● **Opdracht 1**: Verklaar in één tot drie zinnen waarom de jongeman uit het scenario in het artikel moeite heeft om zich op een zending toe te leggen.

Bibliotheek
Les 31: Mattheüs 26:31–75


Les 31

Mattheüs 26:31–75

Inleiding

In de hof van Gethsémané begint Jezus Christus als onderdeel van de verzoening de zonden van alle mensen op Zich te nemen. Judas verraadt Jezus. Jezus staat illegaal voor Kajafas, de hogepriester, terecht en valselijk beschuldigd. Ondertussen ontkent Petrus drie keer dat hij de Heiland kent als hij als een van Jezus Christus’ discipelen herkend wordt.

Lessuggesties

Mattheüs 26:31–46

Jezus Christus lijdt in de hof van Gethsémané

Vraag de cursisten zich het volgende scenario voor te stellen: een jongeman weet van jongs af dat het zijn plicht is om op zending te gaan. Als tiener weet hij dat nog steeds, maar hij heeft het moeilijk om zich erop toe te leggen. Hij heeft meer interesse in andere mogelijkheden en maakt zich zorgen dat die aan hem voorbij zullen gaan als hij op zending gaat.

● **Aangeleverde gegevens**:

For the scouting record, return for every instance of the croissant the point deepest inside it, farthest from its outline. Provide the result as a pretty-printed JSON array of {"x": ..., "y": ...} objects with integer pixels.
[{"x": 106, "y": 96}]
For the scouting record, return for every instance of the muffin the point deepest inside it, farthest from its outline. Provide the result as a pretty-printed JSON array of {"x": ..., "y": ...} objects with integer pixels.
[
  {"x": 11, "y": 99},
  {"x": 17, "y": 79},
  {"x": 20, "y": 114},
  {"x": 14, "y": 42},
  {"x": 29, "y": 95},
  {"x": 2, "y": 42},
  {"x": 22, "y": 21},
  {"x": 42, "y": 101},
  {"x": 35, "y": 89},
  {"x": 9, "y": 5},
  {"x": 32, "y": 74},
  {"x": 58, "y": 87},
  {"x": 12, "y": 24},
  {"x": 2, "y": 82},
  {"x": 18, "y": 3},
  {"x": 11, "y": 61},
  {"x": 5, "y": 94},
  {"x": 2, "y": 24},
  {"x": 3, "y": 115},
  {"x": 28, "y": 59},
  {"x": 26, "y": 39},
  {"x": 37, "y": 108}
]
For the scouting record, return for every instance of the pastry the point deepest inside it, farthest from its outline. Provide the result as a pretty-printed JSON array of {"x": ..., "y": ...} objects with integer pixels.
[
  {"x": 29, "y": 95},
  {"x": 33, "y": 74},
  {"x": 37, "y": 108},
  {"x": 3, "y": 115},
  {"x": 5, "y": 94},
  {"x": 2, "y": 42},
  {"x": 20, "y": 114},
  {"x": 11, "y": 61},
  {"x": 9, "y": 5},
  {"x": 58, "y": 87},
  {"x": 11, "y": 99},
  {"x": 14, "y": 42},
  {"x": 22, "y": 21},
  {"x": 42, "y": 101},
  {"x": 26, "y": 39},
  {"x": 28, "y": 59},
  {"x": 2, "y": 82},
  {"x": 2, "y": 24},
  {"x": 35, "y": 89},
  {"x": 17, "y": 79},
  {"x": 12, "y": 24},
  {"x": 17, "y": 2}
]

● **Opdracht 2**: Tel hoeveel regels van de gegevens de string "result" bevatten en geef alleen dat aantal.

● **Juist antwoord 1**: Hij heeft meer interesse in andere mogelijkheden en maakt zich zorgen dat die aan hem voorbij zullen gaan als hij op zending gaat. Daardoor kost het hem moeite zich erop toe te leggen, ook al weet hij van jongs af dat het zijn plicht is.

● **Juist antwoord 2**: 3